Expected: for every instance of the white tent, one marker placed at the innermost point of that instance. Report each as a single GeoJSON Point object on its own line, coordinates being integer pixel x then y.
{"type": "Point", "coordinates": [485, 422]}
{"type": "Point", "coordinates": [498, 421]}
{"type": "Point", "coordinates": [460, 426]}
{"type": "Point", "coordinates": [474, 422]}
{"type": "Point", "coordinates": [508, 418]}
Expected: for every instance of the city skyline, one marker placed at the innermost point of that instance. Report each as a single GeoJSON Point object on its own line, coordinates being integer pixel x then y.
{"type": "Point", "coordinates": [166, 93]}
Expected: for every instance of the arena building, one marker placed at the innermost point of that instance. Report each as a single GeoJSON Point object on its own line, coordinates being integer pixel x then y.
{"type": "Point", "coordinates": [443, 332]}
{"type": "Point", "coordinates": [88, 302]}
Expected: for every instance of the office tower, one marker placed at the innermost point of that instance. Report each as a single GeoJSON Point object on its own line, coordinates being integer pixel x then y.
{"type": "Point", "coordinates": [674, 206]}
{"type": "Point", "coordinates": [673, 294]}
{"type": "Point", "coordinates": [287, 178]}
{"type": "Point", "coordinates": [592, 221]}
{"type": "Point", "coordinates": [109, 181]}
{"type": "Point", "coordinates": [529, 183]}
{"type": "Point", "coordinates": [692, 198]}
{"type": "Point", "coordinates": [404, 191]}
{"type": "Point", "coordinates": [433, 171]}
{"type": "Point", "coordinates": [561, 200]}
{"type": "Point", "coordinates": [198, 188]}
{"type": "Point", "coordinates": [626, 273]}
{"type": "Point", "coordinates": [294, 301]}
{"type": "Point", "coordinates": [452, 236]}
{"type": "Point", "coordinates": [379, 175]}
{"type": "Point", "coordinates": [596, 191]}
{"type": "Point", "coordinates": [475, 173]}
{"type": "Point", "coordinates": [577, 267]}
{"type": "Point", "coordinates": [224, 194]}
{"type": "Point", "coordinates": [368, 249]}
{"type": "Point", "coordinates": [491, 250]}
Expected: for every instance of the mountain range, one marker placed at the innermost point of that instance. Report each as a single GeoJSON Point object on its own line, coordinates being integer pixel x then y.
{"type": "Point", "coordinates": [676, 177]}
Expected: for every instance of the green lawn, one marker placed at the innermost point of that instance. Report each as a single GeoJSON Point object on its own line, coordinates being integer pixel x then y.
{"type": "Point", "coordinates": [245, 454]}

● GIVEN PROBLEM: Render all the records above as a Markdown table with the columns "Row" and "Line". Number each line in order and leave out blank lines.

● SOLUTION BELOW:
| Row | Line |
|---|---|
| 1 | Expected: for every instance of the white tent, one marker placed at the innermost point of that instance. Report each as a single GeoJSON Point object on its own line, coordinates being integer pixel x then y. |
| 2 | {"type": "Point", "coordinates": [485, 422]} |
| 3 | {"type": "Point", "coordinates": [498, 421]} |
| 4 | {"type": "Point", "coordinates": [460, 426]} |
| 5 | {"type": "Point", "coordinates": [474, 422]} |
| 6 | {"type": "Point", "coordinates": [508, 418]} |
| 7 | Expected: for every instance of the city skyline, one marker placed at the innermost point of that instance. Report each as a single GeoJSON Point object on its own line, coordinates being integer pixel x then y. |
| 8 | {"type": "Point", "coordinates": [166, 93]} |
| 9 | Expected: for every instance of the arena building, one marker placed at the innermost point of that instance. Report each as a single GeoJSON Point object on its own line, coordinates being integer pixel x then y. |
| 10 | {"type": "Point", "coordinates": [443, 332]} |
| 11 | {"type": "Point", "coordinates": [88, 302]} |
| 12 | Expected: for every instance of the office tower, one marker placed at the innermost point of that instance. Report each as a single GeoJSON Point object on its own line, coordinates being integer pixel x then y. |
| 13 | {"type": "Point", "coordinates": [674, 206]} |
| 14 | {"type": "Point", "coordinates": [673, 294]} |
| 15 | {"type": "Point", "coordinates": [287, 178]} |
| 16 | {"type": "Point", "coordinates": [592, 221]} |
| 17 | {"type": "Point", "coordinates": [109, 181]} |
| 18 | {"type": "Point", "coordinates": [529, 183]} |
| 19 | {"type": "Point", "coordinates": [692, 198]} |
| 20 | {"type": "Point", "coordinates": [404, 191]} |
| 21 | {"type": "Point", "coordinates": [433, 171]} |
| 22 | {"type": "Point", "coordinates": [561, 200]} |
| 23 | {"type": "Point", "coordinates": [198, 188]} |
| 24 | {"type": "Point", "coordinates": [626, 273]} |
| 25 | {"type": "Point", "coordinates": [294, 301]} |
| 26 | {"type": "Point", "coordinates": [452, 236]} |
| 27 | {"type": "Point", "coordinates": [379, 175]} |
| 28 | {"type": "Point", "coordinates": [596, 191]} |
| 29 | {"type": "Point", "coordinates": [475, 173]} |
| 30 | {"type": "Point", "coordinates": [577, 267]} |
| 31 | {"type": "Point", "coordinates": [224, 194]} |
| 32 | {"type": "Point", "coordinates": [368, 249]} |
| 33 | {"type": "Point", "coordinates": [491, 250]} |
| 34 | Expected: for every instance of the mountain range, one marker placed at the innermost point of that instance. Report each as a single GeoJSON Point object on its own line, coordinates being integer pixel x then y. |
| 35 | {"type": "Point", "coordinates": [676, 177]} |
| 36 | Expected: for every instance of the green lawn, one marker placed at the innermost point of that instance. Report each as a single GeoJSON Point object on its own line, coordinates being integer pixel x then y. |
| 37 | {"type": "Point", "coordinates": [245, 454]} |